**TASK DIRECTIONS:** Extract each record and reproduce it exactly.

**DATASET CONTENT:**
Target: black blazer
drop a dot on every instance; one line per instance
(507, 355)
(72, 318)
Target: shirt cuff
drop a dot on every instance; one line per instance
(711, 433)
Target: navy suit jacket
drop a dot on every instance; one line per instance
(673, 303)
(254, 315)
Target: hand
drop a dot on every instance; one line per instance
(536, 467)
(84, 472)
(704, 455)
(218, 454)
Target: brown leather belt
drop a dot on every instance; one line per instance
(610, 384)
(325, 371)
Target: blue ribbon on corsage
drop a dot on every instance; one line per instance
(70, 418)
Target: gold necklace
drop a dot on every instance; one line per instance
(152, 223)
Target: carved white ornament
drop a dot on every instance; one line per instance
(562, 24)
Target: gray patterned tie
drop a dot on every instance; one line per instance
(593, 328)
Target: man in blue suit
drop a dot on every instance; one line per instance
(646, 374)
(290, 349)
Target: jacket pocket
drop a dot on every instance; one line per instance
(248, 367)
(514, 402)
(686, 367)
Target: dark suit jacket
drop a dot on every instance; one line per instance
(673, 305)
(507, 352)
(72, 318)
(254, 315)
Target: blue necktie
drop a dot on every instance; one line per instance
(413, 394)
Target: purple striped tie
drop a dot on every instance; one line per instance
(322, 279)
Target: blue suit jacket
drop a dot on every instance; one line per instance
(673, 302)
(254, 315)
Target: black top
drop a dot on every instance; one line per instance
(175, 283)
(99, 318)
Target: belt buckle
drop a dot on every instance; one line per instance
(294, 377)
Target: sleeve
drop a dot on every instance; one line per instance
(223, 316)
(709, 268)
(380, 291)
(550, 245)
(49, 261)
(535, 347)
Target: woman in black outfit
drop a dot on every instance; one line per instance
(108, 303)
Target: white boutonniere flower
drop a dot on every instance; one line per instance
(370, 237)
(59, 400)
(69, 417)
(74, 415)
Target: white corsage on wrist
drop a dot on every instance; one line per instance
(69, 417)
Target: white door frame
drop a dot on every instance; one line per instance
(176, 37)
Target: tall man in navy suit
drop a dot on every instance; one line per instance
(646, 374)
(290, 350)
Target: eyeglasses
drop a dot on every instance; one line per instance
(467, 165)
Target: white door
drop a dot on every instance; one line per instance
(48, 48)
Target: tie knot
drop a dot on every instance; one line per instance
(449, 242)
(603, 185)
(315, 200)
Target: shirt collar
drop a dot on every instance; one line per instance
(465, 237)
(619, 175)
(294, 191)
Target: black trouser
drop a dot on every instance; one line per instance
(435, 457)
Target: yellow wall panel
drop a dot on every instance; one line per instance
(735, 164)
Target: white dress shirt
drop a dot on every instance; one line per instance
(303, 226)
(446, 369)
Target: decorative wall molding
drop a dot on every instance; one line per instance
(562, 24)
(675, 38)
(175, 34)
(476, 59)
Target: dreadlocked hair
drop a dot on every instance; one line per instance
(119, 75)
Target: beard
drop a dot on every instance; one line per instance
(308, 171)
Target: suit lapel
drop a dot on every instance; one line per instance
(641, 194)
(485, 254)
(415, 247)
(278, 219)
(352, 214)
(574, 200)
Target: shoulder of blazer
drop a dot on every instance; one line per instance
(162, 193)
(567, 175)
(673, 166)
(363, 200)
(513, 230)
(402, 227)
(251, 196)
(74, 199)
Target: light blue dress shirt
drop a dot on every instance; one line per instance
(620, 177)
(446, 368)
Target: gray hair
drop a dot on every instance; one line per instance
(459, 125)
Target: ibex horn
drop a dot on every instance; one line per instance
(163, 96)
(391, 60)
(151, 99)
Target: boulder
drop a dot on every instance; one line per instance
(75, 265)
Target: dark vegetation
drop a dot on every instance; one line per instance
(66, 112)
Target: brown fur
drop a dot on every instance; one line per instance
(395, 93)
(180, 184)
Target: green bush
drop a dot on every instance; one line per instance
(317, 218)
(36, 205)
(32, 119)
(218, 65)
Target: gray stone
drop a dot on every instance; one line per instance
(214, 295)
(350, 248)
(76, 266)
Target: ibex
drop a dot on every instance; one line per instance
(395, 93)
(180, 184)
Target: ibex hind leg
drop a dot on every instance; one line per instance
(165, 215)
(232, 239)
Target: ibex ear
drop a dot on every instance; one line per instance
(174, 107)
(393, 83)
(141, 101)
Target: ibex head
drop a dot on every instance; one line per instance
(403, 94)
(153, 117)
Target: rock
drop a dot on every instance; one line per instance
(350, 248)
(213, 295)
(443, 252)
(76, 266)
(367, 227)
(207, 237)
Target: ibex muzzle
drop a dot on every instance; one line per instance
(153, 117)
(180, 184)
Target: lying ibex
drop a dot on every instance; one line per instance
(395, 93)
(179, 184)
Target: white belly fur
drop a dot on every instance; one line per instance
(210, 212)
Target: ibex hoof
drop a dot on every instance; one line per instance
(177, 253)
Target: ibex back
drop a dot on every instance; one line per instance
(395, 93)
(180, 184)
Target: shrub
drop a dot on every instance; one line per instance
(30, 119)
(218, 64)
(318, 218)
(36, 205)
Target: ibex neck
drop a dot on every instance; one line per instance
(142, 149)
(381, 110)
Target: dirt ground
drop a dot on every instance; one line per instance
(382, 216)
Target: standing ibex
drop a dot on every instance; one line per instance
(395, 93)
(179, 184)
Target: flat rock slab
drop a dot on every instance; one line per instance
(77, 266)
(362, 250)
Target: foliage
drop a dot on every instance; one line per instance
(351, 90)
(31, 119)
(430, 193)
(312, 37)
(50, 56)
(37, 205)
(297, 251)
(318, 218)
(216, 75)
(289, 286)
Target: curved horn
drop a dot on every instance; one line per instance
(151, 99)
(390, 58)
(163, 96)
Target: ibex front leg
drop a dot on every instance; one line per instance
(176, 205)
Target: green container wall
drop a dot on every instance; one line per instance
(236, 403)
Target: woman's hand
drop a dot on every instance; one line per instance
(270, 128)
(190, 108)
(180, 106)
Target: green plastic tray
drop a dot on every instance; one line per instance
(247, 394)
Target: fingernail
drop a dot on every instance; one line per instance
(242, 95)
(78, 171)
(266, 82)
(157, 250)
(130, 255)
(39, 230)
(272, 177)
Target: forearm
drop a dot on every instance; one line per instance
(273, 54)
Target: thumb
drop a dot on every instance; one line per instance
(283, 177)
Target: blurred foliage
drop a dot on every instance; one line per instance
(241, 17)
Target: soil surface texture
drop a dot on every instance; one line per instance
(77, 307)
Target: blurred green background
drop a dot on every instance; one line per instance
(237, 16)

**COMPLETE RESPONSE:**
Target: black blazer
drop a dot on every instance; one line per instance
(507, 355)
(72, 318)
Target: shirt cuff
drop a dot on every instance; one line per instance
(711, 433)
Target: navy suit jacket
drop a dot on every instance; one line per instance
(673, 303)
(254, 315)
Target: hand
drop a dot on every instance; one line per instance
(536, 467)
(84, 472)
(704, 455)
(218, 454)
Target: brown leather belt
drop a dot on every instance; one line per instance
(610, 384)
(325, 371)
Target: blue ribbon on corsage
drop a dot on every instance; one line per instance
(70, 418)
Target: gold necklace
drop a dot on every instance; one line per instance
(152, 223)
Target: carved white ornament
drop a dot on every instance; one line per instance
(562, 24)
Target: gray patterned tie
drop a dot on every instance; one line per instance
(593, 328)
Target: man in blue suit
drop a dot on every instance; one line per instance
(646, 374)
(290, 349)
Target: jacket pocket
drop a dot on every instance; one line per instance
(248, 367)
(514, 402)
(686, 367)
Target: dark suit jacket
drop a dot on every instance; one line per instance
(673, 305)
(507, 352)
(72, 318)
(254, 315)
Target: blue necktie
drop a dot on every instance; one line per instance
(413, 394)
Target: purple striped tie
drop a dot on every instance; one line per instance
(322, 279)
Target: blue suit jacket
drop a dot on every instance; one line per instance
(673, 302)
(254, 315)
Target: black top
drop a dot on every instance; one line per instance
(175, 283)
(99, 318)
Target: belt buckle
drop a dot on every instance; one line per instance
(294, 377)
Target: sleeve
drop a dot on every instance; one line per instance
(223, 316)
(709, 268)
(380, 291)
(550, 245)
(49, 261)
(535, 347)
Target: woman in black outfit
drop a dot on every instance; one line per instance
(108, 303)
Target: white boutonniere flower
drop a dot on every instance; one line per instance
(370, 237)
(59, 400)
(69, 417)
(74, 415)
Target: white corsage on wrist
drop a dot on every instance; one line per instance
(69, 417)
Target: white door frame
drop a dot on every instance; one line per instance
(176, 37)
Target: tall man in navy suit
drop a dot on every instance; one line per instance
(646, 374)
(290, 350)
Target: eyeglasses
drop a dot on every instance; one line per instance
(467, 165)
Target: white door
drop a dot on every instance; one line per instance
(48, 48)
Target: tie knot
drop a dot on every instance; one line per instance
(449, 242)
(603, 185)
(315, 200)
Target: shirt collar
drop a dot on every instance; one line per instance
(465, 237)
(619, 175)
(294, 191)
Target: black trouser
drop a dot on every instance; one line per instance
(435, 457)
Target: yellow wall panel
drop a dot on every instance; one line per instance
(735, 164)
Target: white dress shirt
drop a dot on every instance; one line per instance
(303, 226)
(446, 369)
Target: decorative wall molding
drop a dot on every instance; one line per instance
(562, 24)
(675, 38)
(175, 34)
(476, 59)
Target: dreadlocked hair
drop a dot on every instance; one line per instance
(119, 75)
Target: beard
drop a dot on every instance; one line per instance
(308, 171)
Target: suit lapel
drop a dot on every instance; one line per instance
(641, 194)
(485, 254)
(415, 247)
(278, 219)
(352, 214)
(574, 200)
Target: shoulder of blazer
drop a dot on every instance; one line per instance
(162, 193)
(567, 175)
(673, 166)
(363, 200)
(513, 230)
(402, 227)
(251, 196)
(74, 199)
Target: light blue dress shirt
drop a dot on every instance; one line per instance
(620, 177)
(446, 368)
Target: gray hair
drop a dot on every instance; one line per instance
(459, 125)
Target: ibex horn
drop a dot on every instance; one line per instance
(163, 96)
(391, 60)
(151, 99)
Target: boulder
drop a dot on every instance; one line per instance
(75, 265)
Target: dark vegetation
drop a dot on every instance; one line per instance
(66, 112)
Target: brown fur
drop a dot on every instance; one line per instance
(395, 93)
(180, 184)
Target: green bush
drop a dot on every instance; one line per instance
(317, 218)
(36, 205)
(32, 119)
(218, 65)
Target: gray stone
drop a dot on every instance; one line per instance
(214, 295)
(350, 248)
(76, 266)
Target: ibex
drop a dot on every instance; one line per instance
(395, 93)
(180, 184)
Target: ibex hind leg
drop a dot on every instance; one line per instance
(165, 215)
(232, 239)
Target: ibex ear
drop a dot on every instance; one line per instance
(174, 107)
(393, 83)
(141, 101)
Target: ibex head
drop a dot on every instance; one line per instance
(403, 94)
(153, 117)
Target: rock
drop a dot on every instance; one line per instance
(350, 248)
(213, 295)
(443, 252)
(76, 266)
(367, 227)
(207, 237)
Target: ibex muzzle
drop a dot on every instance; one line per instance
(153, 117)
(180, 184)
Target: lying ibex
drop a dot on every instance; one line per instance
(395, 93)
(179, 184)
Target: white belly fur
drop a dot on every instance; one line per instance
(210, 212)
Target: ibex hoof
drop a dot on every instance; one line per instance
(177, 253)
Target: ibex back
drop a dot on every instance; one line per instance
(395, 93)
(180, 184)
Target: shrub
drop a dot on every instance; one line per instance
(30, 119)
(218, 64)
(318, 218)
(36, 205)
Target: ibex neck
drop a dot on every instance; one line per instance
(142, 149)
(381, 110)
Target: dirt ground
drop a dot on every instance; one line per instance
(382, 216)
Target: standing ibex
drop a dot on every instance; one line per instance
(395, 93)
(179, 184)
Target: flat rock slab
drop a dot on every instance; one line per instance
(77, 266)
(362, 250)
Target: foliage
drop a dot on every instance; one line per instance
(351, 90)
(31, 119)
(430, 193)
(312, 37)
(50, 56)
(37, 205)
(297, 251)
(318, 218)
(216, 75)
(289, 286)
Target: curved horn
drop a dot on every instance; one line per instance
(151, 99)
(390, 58)
(163, 96)
Target: ibex front leg
drop a dot on every instance; one line per instance
(176, 205)
Target: green container wall
drop a dot on every instance; one line per instance
(236, 403)
Target: woman's hand
drop a dot on every instance; one line per instance
(270, 128)
(190, 108)
(180, 106)
Target: green plastic tray
drop a dot on every instance; one line per instance
(247, 394)
Target: fingernail
drop a dot on every instance; one line per instance
(242, 95)
(78, 171)
(266, 82)
(157, 250)
(130, 255)
(39, 230)
(272, 177)
Target: forearm
drop a dot on every instance; one line per instance
(273, 54)
Target: thumb
drop a dot on every instance; one line per instance
(283, 177)
Target: blurred foliage
drop a dot on every instance; one line per instance
(241, 17)
Target: soil surface texture
drop a dot on every instance; one line per instance
(77, 307)
Target: blurred green background
drop a dot on every instance; one line per instance
(237, 16)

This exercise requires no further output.